▶ _Your goal_
Which lines below hold the word "yellow"? Copy all of them.

== Records

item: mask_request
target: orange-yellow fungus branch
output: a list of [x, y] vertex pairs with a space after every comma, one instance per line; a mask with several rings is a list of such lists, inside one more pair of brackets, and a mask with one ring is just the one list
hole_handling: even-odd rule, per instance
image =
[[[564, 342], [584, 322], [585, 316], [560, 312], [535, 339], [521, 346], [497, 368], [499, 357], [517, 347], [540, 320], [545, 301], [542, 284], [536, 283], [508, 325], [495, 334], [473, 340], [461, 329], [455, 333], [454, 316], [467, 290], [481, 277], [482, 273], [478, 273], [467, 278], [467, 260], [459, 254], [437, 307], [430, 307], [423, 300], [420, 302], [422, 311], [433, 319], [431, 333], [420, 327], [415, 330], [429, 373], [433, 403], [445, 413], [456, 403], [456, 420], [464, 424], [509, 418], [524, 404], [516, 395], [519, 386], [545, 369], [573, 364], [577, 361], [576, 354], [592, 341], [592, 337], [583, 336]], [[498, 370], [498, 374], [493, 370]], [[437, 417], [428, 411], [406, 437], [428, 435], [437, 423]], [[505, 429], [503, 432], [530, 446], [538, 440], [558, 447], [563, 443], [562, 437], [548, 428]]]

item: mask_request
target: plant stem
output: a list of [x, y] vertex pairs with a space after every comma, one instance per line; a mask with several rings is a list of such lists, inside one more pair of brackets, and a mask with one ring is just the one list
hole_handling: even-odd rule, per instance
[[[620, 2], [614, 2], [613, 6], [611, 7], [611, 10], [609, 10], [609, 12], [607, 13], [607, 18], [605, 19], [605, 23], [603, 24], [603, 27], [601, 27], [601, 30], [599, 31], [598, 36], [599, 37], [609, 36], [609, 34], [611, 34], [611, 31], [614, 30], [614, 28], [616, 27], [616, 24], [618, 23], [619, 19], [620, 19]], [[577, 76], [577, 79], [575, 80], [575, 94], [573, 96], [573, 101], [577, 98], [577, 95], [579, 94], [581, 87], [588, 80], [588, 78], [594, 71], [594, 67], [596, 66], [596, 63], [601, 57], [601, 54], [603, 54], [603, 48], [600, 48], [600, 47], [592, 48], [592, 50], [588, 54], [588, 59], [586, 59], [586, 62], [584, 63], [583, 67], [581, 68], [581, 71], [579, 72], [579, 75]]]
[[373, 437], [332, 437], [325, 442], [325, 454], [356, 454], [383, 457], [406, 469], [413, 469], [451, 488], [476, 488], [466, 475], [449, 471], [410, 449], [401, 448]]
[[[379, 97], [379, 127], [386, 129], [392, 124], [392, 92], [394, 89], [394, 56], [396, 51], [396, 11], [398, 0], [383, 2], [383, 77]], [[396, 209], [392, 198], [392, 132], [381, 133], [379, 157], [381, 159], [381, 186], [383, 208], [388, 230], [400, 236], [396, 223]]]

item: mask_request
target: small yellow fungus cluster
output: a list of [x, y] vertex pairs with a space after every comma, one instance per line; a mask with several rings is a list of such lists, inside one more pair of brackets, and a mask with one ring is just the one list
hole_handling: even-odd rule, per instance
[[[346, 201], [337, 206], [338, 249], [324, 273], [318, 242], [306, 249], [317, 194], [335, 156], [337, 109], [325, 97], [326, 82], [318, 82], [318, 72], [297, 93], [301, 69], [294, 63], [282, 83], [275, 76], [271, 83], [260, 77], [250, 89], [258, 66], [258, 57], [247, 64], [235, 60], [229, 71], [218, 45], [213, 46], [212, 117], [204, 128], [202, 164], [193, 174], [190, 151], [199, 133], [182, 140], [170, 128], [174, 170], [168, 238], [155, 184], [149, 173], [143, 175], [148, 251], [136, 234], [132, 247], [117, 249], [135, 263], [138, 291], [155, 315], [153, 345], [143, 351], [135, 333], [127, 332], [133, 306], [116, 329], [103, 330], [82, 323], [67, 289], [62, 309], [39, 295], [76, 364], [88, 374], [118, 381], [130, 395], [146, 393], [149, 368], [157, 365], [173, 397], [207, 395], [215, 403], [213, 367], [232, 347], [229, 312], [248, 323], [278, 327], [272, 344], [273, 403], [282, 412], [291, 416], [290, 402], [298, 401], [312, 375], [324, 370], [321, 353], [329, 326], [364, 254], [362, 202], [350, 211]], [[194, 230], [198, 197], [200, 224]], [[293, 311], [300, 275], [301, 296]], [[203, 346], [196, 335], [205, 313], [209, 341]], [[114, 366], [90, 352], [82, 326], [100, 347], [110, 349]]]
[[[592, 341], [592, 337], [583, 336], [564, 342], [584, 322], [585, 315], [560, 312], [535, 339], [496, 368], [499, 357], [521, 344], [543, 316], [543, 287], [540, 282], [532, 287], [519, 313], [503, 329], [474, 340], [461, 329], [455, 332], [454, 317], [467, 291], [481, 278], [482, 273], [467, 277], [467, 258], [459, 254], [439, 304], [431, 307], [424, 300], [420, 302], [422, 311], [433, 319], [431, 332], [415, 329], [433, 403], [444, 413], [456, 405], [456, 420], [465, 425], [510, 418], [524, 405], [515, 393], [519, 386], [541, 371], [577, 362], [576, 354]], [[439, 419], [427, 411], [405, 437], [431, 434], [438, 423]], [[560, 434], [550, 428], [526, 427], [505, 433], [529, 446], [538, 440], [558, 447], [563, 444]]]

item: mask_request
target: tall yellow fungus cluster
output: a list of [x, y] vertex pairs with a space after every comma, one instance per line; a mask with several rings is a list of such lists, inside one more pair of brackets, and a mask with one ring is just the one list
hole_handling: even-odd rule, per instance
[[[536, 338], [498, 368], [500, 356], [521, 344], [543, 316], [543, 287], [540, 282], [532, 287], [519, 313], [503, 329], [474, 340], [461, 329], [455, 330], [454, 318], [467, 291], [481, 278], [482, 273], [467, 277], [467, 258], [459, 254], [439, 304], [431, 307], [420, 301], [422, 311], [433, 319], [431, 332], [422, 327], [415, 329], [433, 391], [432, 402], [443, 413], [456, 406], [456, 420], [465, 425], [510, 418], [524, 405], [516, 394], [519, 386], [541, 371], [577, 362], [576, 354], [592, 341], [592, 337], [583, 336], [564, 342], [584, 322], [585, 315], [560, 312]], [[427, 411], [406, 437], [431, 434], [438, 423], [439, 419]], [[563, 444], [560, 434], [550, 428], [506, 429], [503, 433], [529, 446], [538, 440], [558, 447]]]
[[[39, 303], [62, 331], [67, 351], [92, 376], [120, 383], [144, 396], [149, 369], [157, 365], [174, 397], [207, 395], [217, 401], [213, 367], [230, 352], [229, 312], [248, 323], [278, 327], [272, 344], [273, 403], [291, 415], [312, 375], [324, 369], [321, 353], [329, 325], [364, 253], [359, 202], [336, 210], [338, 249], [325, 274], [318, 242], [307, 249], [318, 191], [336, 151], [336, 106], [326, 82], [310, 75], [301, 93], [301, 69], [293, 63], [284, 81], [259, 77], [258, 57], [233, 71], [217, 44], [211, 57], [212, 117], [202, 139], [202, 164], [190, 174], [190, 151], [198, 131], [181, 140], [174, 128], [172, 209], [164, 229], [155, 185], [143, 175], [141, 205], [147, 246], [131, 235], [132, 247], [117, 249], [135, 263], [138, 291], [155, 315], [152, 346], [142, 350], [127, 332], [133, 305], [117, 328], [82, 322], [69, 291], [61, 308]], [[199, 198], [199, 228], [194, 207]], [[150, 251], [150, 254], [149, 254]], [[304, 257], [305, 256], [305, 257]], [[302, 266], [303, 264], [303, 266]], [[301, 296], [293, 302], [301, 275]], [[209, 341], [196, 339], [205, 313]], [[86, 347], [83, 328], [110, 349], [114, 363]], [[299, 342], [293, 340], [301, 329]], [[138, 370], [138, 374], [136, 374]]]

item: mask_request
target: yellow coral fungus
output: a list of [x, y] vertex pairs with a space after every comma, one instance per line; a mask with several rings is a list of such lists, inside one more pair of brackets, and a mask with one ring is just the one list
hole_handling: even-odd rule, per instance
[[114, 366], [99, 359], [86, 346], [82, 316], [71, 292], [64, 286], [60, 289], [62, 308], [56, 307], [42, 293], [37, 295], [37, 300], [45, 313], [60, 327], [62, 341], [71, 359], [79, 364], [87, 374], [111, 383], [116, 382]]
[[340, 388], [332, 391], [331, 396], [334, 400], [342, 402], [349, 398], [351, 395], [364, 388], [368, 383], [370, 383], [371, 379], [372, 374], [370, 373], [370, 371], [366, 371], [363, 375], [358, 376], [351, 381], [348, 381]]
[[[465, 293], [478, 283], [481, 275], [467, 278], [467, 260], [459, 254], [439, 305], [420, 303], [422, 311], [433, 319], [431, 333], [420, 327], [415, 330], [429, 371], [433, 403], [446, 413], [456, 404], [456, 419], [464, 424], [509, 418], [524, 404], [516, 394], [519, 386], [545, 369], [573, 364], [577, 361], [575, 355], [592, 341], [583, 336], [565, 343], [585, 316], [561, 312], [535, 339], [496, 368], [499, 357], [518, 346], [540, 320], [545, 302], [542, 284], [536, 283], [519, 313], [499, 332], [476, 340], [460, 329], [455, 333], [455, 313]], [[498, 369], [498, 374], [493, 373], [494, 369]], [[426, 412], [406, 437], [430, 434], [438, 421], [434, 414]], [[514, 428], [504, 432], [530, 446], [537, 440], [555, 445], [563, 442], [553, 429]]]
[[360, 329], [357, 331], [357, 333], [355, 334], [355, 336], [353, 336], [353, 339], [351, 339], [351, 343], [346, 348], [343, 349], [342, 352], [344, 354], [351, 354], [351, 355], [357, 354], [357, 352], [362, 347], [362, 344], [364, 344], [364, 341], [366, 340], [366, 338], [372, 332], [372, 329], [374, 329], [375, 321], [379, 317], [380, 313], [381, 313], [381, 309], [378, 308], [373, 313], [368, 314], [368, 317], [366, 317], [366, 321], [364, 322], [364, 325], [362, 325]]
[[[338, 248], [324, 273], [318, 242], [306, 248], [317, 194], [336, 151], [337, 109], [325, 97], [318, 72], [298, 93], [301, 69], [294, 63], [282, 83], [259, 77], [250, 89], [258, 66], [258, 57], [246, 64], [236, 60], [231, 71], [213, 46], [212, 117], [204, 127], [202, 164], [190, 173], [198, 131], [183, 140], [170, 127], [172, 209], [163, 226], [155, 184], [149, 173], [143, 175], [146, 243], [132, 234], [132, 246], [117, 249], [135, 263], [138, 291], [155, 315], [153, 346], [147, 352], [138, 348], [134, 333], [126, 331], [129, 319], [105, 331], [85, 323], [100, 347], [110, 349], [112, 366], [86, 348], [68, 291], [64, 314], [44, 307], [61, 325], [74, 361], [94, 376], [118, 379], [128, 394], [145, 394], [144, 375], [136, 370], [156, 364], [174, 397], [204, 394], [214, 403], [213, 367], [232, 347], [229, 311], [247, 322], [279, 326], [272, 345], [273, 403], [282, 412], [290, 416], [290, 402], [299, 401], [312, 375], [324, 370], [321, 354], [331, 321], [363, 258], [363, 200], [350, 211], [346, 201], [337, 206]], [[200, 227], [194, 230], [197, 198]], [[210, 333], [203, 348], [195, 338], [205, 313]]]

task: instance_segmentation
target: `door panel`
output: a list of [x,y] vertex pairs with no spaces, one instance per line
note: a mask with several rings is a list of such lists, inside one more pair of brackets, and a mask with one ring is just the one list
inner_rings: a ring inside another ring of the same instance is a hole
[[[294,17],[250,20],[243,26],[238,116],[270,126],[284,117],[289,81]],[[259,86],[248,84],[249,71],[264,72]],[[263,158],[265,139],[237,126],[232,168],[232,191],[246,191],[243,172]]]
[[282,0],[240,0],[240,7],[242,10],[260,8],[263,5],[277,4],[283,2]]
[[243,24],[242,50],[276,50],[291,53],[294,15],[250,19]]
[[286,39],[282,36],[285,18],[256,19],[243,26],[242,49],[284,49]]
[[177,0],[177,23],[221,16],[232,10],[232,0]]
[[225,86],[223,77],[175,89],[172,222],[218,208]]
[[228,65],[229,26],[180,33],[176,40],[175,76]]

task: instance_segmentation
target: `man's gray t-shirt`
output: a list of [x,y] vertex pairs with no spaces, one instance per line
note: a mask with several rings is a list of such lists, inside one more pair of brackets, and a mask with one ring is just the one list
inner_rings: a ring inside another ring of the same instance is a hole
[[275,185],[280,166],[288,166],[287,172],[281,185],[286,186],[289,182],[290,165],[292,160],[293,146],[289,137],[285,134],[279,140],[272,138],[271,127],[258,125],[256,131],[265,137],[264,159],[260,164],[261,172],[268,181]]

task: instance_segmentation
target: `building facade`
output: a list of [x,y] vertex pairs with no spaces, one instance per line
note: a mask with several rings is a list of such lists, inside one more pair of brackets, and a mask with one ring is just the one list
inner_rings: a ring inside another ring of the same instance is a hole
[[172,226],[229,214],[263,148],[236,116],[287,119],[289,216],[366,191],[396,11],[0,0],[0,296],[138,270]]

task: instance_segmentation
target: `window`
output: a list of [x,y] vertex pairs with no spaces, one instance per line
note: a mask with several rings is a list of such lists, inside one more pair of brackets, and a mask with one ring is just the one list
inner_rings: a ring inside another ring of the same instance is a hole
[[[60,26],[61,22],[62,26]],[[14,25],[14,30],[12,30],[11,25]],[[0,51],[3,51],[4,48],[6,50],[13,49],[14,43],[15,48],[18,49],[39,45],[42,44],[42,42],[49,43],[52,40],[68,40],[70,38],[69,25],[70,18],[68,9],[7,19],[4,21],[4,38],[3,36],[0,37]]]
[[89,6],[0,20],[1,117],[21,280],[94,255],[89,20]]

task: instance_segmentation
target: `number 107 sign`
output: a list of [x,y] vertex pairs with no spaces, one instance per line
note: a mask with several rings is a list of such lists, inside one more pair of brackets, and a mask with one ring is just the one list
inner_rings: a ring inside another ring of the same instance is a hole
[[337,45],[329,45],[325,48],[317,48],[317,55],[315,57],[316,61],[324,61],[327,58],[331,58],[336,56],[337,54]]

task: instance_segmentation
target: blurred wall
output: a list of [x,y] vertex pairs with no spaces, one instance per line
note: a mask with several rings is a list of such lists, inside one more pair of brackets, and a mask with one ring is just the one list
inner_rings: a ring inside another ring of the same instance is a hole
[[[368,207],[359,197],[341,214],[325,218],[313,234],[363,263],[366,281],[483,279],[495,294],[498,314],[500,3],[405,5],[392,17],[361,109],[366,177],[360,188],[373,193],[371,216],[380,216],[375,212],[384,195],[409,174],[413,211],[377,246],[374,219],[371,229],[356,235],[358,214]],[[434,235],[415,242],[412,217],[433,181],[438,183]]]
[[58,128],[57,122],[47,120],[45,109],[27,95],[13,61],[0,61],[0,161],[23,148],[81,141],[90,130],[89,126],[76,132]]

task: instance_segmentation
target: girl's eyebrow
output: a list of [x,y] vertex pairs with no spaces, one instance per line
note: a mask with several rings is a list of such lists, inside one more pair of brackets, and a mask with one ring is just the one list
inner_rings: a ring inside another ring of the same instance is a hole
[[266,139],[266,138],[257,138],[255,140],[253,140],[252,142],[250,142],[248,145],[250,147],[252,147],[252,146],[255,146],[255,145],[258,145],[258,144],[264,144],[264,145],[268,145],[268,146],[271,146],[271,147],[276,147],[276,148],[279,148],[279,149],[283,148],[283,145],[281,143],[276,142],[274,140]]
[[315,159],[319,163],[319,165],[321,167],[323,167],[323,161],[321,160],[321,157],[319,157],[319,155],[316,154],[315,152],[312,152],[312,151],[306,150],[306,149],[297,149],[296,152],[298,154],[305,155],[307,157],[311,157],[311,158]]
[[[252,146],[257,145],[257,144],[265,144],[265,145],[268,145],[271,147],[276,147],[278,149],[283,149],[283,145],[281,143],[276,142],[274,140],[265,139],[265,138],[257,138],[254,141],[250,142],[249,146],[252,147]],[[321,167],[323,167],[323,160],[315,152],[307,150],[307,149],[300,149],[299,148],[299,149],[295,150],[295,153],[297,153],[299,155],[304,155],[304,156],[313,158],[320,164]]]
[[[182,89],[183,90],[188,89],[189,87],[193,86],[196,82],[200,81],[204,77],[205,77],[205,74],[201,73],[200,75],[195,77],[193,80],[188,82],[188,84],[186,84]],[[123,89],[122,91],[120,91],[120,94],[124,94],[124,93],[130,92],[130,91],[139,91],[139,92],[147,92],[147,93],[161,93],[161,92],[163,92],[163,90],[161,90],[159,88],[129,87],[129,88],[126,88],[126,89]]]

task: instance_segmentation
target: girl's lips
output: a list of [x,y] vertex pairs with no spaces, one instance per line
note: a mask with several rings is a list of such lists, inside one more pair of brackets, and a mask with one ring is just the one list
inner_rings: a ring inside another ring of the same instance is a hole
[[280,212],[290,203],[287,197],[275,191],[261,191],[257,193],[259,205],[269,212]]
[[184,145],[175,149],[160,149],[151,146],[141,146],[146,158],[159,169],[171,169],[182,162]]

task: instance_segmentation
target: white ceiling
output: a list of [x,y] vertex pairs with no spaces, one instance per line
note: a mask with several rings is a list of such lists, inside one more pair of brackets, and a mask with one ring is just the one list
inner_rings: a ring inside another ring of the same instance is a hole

====

▶ _Finished exercise_
target: orange-yellow fungus branch
target: small yellow fungus cluster
target: tall yellow fungus cluster
target: yellow coral fungus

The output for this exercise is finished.